# Problem:
Display every row below that contains the word "boot", copying each one in full.

# Source data:
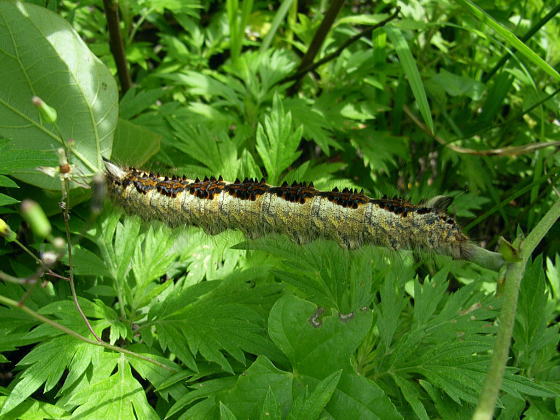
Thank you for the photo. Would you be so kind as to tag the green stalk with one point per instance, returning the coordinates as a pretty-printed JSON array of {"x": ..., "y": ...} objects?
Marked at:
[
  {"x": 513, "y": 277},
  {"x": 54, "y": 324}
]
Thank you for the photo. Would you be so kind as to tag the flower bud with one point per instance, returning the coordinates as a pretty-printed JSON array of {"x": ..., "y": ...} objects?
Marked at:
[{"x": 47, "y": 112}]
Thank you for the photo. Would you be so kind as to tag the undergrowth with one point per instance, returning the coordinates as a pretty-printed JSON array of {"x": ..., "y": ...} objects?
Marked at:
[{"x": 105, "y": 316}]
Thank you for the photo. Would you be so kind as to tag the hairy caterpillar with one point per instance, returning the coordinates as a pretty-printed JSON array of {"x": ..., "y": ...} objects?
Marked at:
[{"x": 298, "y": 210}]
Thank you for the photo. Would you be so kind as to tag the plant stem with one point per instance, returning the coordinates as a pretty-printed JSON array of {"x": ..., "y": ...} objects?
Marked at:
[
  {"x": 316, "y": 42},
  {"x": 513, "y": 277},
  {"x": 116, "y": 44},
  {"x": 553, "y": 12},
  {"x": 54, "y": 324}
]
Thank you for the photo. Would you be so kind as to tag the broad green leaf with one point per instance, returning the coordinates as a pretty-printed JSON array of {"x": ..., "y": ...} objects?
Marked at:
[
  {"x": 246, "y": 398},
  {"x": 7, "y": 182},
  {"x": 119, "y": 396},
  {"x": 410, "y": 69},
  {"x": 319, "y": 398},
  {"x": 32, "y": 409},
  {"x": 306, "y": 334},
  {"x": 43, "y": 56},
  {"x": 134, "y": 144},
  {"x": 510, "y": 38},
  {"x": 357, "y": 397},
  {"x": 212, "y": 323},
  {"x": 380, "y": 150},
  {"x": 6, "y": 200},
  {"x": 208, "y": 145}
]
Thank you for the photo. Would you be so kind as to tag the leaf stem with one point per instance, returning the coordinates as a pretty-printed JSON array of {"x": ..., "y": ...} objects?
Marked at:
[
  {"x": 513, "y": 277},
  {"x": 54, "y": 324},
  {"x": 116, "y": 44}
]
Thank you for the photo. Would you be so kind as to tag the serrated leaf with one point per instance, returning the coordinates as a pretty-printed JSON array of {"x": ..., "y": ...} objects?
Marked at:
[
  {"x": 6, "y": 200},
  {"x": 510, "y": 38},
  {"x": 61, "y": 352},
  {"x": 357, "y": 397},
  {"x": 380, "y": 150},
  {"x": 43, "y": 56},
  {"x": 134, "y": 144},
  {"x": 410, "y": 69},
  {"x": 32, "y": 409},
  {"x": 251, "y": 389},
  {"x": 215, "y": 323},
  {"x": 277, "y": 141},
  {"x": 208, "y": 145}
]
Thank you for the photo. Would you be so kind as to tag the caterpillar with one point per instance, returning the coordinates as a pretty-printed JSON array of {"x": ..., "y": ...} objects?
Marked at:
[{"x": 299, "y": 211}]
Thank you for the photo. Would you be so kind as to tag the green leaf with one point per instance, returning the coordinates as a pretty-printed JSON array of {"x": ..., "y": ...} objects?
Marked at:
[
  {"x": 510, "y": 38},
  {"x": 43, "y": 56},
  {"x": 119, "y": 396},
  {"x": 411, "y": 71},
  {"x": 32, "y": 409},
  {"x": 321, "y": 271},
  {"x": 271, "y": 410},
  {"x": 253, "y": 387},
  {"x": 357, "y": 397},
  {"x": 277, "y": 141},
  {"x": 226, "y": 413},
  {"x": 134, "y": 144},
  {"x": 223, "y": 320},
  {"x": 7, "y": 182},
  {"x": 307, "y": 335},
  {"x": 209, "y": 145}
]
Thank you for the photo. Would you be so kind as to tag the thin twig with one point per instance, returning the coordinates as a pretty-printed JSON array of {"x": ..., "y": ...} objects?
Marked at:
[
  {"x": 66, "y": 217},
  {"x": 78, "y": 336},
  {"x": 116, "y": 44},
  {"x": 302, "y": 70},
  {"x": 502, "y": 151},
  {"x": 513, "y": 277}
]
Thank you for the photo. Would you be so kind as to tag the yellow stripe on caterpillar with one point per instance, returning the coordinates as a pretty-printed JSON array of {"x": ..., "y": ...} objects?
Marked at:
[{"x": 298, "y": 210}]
--
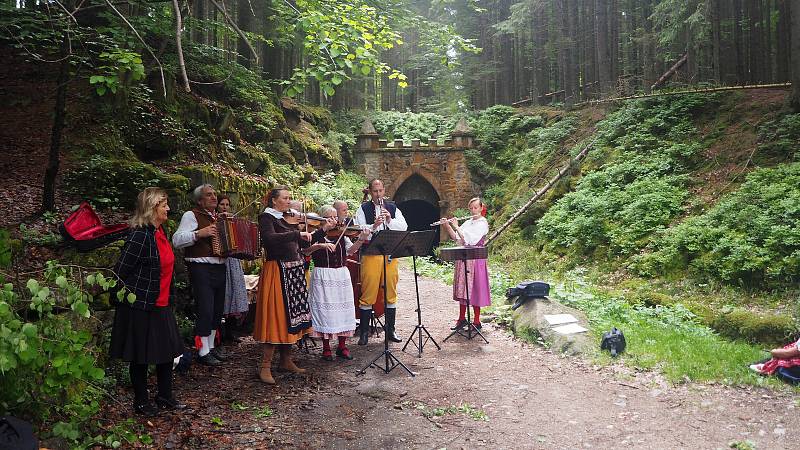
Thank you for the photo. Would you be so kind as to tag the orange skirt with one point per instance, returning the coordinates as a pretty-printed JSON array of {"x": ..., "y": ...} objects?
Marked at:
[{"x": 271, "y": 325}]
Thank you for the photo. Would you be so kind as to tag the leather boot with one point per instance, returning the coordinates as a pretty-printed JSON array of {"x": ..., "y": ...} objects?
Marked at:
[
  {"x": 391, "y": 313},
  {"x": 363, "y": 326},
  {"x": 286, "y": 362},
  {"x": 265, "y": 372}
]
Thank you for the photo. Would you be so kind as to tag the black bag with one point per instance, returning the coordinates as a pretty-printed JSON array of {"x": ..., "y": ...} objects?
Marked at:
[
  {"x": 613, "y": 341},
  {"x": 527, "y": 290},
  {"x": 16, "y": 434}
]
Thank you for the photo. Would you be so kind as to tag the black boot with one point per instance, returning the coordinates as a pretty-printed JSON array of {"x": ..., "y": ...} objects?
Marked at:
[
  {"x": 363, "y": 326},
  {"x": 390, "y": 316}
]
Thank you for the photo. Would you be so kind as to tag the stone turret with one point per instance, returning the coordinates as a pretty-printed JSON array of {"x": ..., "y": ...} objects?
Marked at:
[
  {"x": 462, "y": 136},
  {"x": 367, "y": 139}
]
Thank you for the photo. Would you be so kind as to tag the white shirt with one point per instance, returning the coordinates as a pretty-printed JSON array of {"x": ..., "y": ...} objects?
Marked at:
--
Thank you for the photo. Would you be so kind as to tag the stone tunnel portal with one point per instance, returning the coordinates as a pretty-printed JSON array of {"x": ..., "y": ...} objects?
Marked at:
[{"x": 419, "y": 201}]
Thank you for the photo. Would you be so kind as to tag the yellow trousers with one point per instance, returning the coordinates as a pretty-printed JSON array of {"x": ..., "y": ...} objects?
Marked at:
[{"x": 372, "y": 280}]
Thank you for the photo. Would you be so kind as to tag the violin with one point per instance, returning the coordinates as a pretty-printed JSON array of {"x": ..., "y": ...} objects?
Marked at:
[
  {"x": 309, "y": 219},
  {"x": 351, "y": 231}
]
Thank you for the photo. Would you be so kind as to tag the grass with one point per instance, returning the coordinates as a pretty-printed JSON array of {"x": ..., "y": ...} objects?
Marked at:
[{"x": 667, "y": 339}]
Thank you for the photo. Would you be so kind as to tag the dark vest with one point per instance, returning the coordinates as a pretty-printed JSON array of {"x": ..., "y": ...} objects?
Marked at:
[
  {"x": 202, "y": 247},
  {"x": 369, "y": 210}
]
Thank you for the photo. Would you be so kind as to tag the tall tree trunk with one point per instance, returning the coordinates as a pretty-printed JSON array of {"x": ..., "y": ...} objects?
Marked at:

# Full solution:
Thank you for the photo. Would you be so kind as to tag the leather boot with one point per instance, returning the coordinates as a pretty-printed JSON array of {"x": ..., "y": ...} objects?
Thank you for the photo. Would you be so kind as to tag the black boot with one point per instance, returning the coordinates as a pretty-printed JSON array of {"x": ..., "y": ...} objects?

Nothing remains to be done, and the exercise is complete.